EXERCISE INSTRUCTIONS: The records must be repeated exactly and in their entirety.

(Records contained in a dataset)
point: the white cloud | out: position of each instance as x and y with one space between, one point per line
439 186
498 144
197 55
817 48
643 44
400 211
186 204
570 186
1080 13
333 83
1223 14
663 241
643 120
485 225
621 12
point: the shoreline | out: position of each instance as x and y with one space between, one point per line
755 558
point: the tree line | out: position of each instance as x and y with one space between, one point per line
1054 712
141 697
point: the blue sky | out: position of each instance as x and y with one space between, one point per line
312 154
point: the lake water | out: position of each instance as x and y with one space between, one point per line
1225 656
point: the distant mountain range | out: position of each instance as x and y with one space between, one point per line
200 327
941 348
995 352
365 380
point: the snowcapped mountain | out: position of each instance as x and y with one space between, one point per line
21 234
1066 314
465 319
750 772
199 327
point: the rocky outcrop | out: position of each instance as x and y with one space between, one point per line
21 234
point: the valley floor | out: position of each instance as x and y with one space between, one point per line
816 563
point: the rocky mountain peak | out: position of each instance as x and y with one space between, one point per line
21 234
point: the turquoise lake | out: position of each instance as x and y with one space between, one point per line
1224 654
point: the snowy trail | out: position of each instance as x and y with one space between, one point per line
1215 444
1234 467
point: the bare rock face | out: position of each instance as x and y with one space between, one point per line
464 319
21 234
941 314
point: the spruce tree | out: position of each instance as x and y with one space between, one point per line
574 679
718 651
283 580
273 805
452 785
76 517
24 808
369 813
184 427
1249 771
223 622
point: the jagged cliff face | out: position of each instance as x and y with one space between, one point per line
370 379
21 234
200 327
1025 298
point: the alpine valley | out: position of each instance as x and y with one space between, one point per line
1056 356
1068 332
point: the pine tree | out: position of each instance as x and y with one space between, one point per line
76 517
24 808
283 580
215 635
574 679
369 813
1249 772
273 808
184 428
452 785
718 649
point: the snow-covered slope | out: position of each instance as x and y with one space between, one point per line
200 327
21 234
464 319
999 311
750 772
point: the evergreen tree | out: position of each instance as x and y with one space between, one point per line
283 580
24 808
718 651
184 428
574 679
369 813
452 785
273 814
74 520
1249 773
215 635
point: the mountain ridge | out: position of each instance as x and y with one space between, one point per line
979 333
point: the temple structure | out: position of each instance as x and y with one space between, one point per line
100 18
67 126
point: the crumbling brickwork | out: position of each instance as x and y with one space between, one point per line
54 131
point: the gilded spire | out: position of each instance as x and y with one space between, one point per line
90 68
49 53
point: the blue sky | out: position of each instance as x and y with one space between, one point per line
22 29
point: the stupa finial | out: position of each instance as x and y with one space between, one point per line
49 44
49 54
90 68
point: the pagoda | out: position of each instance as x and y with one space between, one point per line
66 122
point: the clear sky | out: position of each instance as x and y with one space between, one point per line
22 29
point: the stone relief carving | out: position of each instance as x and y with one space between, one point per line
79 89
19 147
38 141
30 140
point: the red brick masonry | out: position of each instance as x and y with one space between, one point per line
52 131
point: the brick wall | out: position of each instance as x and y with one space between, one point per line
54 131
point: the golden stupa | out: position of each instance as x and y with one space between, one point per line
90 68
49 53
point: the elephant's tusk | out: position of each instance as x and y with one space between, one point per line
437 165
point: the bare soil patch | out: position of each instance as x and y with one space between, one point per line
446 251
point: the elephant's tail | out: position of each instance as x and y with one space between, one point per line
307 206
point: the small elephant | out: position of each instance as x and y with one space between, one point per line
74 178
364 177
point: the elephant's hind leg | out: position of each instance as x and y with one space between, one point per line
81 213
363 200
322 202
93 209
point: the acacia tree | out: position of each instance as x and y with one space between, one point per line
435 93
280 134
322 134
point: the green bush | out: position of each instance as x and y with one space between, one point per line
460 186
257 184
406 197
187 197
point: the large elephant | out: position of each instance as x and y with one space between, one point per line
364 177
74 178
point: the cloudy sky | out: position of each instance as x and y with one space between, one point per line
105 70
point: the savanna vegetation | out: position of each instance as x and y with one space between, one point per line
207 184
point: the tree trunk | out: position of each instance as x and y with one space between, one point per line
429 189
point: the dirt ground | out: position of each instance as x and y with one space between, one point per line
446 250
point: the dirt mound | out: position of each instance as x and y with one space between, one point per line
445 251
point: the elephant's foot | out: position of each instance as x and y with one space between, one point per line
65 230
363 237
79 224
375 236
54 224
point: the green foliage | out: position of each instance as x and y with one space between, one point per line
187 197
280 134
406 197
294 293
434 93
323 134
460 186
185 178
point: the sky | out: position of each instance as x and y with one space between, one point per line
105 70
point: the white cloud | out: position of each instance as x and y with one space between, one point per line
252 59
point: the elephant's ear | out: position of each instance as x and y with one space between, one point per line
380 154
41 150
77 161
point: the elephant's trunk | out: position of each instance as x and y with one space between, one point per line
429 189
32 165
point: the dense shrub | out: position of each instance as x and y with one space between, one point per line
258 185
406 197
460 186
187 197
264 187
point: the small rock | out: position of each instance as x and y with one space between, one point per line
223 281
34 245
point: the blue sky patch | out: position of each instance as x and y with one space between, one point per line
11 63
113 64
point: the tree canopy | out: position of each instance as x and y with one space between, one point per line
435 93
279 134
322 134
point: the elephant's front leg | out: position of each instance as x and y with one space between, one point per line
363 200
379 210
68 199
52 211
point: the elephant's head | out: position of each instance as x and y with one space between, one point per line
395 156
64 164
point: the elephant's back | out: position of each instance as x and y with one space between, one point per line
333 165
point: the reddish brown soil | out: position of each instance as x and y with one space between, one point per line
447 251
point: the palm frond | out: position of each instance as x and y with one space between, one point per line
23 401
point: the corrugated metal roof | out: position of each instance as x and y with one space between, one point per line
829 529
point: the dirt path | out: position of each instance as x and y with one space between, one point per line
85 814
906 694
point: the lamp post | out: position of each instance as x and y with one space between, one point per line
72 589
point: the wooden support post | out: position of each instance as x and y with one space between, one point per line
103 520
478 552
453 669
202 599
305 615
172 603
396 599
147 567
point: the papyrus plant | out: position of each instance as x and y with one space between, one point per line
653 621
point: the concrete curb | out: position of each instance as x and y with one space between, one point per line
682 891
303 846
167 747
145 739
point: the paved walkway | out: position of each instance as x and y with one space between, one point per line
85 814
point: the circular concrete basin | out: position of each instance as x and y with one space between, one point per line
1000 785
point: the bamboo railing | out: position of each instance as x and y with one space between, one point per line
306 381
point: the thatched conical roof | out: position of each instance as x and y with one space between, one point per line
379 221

RESULT FOR THIS TASK:
point: the white cloud | out: position of each instance as x and y with one space between, one point per line
439 186
498 144
197 55
817 48
643 44
400 211
186 204
570 186
1080 13
333 83
1223 14
663 241
643 120
485 225
621 12
point: the shoreline | out: position of each instance as x and y with one space between, one point per line
755 558
point: the tree line | out: position of each instance as x and y with one space between, one point per line
1054 712
141 697
point: the blue sky | out: position of each instance as x and y with one space between, one point per line
312 154
point: the lake water | out: position of each instance as x and y with one space between, one point per line
1225 656
point: the distant mountain range | out: position of each instance as x and y with one space between, one point per line
200 327
941 348
995 352
365 380
point: the snowcapped mountain | out: position of each instance as x and y with one space between, one point per line
21 234
1066 314
465 319
750 772
199 327
point: the rocky outcrop | out: position of each instance as x and y with one space between, one point per line
21 234
point: the valley floor | out: position of each instance as x and y with one space between, one point per line
816 563
point: the rocky mountain peak | out: position of each instance as x and y with one space between, one point per line
21 234
point: the turquoise lake | out: position of each instance as x and y with one space between, one point per line
1224 654
point: the snowy trail | out: position of each instance as x and y with one space between, one point per line
1215 444
1234 467
point: the bare rock face | out: position of each instance as x and y with one space between, one point per line
464 319
21 234
941 314
point: the spruce tree | out: position of each instance as x and y with one space between, one point per line
574 679
718 651
283 580
273 805
452 785
76 517
24 808
369 813
184 427
1249 771
223 622
point: the jagged cliff face | out: position of each instance as x and y with one space between, one point per line
370 379
21 234
200 327
1025 298
point: the alpine valley | out: position of each instance as x and y with one space between, one point per line
1056 356
1068 332
point: the pine tree | out: position of each instance as x and y with one space between, one point per line
76 517
24 808
283 580
215 635
574 679
369 813
1249 772
273 808
184 428
452 785
718 649
point: the snow-covered slope | out: position of each instance as x and y with one space between, one point per line
200 327
21 234
464 319
999 311
750 772
point: the evergreen tree | out: position of each instance as x and y with one space between, one point per line
283 580
24 808
718 651
184 428
574 679
369 813
452 785
273 814
74 520
1249 773
215 635
point: the mountain ridge | out: position of each instance as x and y with one space between, one point per line
979 333
point: the temple structure | out: position of each instance as x and y with one space between, one point per line
100 18
67 126
point: the crumbling brickwork | out: position of each instance as x and y with one space between, one point per line
54 131
point: the gilded spire | out: position of each instance as x and y with one space between, one point per line
90 68
49 53
point: the blue sky | out: position of each instance as x and y with one space between, one point per line
22 29
point: the stupa finial | out: position of each instance as x and y with one space between, one point per line
49 44
49 54
90 68
point: the pagoda | out: position of each instance as x and y with one space between, one point per line
66 122
point: the clear sky | out: position of each instance as x and y with one space between, one point per line
22 29
point: the stone relief carving | out: position of each instance as x and y with one space between, one point per line
79 89
19 147
38 141
30 140
point: the red brick masonry | out: position of each instance as x and y with one space between, one point per line
52 131
point: the brick wall | out: position of each instance as x and y with one space between, one point per line
54 131
point: the golden stupa | out: position of each instance as x and y with one space between, one point per line
90 68
49 53
point: the elephant's tusk | out: position of each instance as x and y with one space between, one point per line
437 165
point: the bare soil patch | out: position of each instance as x and y with one space between, one point per line
446 251
point: the elephant's tail | out: position of each instance as x and y with one space between, one point per line
307 206
point: the small elephant | out: position of each instance as x and y with one space between, one point per line
74 178
364 177
point: the elephant's hind leg | out: position of each instance as x and y with one space between, one point per line
81 213
363 200
322 202
93 209
point: the acacia tree | out: position of each instance as x and y with one space between, one point per line
435 93
280 134
322 134
point: the green bush | out: position of each instance as x and y with one space between, one point per line
460 186
257 184
406 197
187 197
point: the large elephant | out: position of each instance as x and y with one space between, one point per line
364 177
74 178
point: the cloudy sky | out: position of each instance as x and y with one space between, one point per line
105 70
point: the savanna vegetation | out: position of each instance as x and y with one space between, one point per line
207 184
point: the tree trunk | out: position of each instance as x and y with one space between, one point per line
429 189
point: the dirt ground | out: position of each instance as x and y with one space between, one point per line
446 250
point: the dirt mound | out: position of each instance as x and y with one space between, one point per line
445 251
point: the elephant's foot | out: position of each instance as x and y with one space between, one point per line
65 230
363 237
79 224
375 236
54 224
point: the green foliage | out: position of each instance as x and y with one space between, one point per line
187 197
280 134
406 197
294 293
434 93
323 134
460 186
185 178
point: the sky | out: position of each instance as x and y with one space between, one point per line
105 70
point: the white cloud | out: position of each instance as x and y with one space between, one point per line
252 59
point: the elephant's ear | out: position of each instance as x and y with one space between, one point per line
380 154
41 150
77 161
point: the elephant's trunk | out: position of each instance as x and y with one space between, one point per line
429 189
32 165
point: the dense shrub | out: position of each instance as x and y with one space between, one point per line
258 185
406 197
460 186
187 197
264 187
point: the small rock | out: position of each instance as x and y with one space between, one point per line
223 281
34 245
point: the blue sky patch | out: position of each instance as x and y with one space between, one point per line
11 63
113 64
point: the tree canopy | out: position of each instance as x and y with one space between, one point per line
435 93
279 134
322 134
point: the elephant's front leg | out: position of each instance as x and y with one space between, one point per line
363 200
379 210
68 199
52 211
point: the elephant's head | out: position of each instance as x and y with one space between, one point per line
395 156
64 164
point: the elephant's back | out: position of each instance as x and y with one space between, one point per line
333 165
point: the reddish brown soil | out: position of each instance as x and y with one space between, one point per line
447 251
point: the palm frond | out: position of each instance as x and y with one space between, one point per line
23 401
point: the corrugated metal roof | out: position of each instance as x and y with one space between, one point per line
829 529
point: the dirt path | out: position of each instance as x and y with one space between, one point per line
85 814
906 694
point: the lamp post | out: position of each instance as x and y with one space between, one point per line
72 589
point: the wooden support post | out: position of each instance as x and y with one space between, one point per line
103 520
478 552
453 669
202 599
305 615
172 603
396 599
147 567
point: the papyrus plant | out: position of each instance as x and y with one space between, one point per line
653 621
point: the concrete curb | out: position of each instance as x and y with one space between, one point per line
682 891
303 846
167 747
145 739
point: the paved walkway | out: position of each instance as x and y with one space between, one point per line
85 814
point: the circular concrete basin | out: position of each instance as x and y with one space between, one point per line
1000 785
point: the bamboo railing | out: position of each instance as x and y with one space between, one point per line
306 381
point: the thatched conical roof | out: position of each instance as x and y with one space between, one point per line
379 221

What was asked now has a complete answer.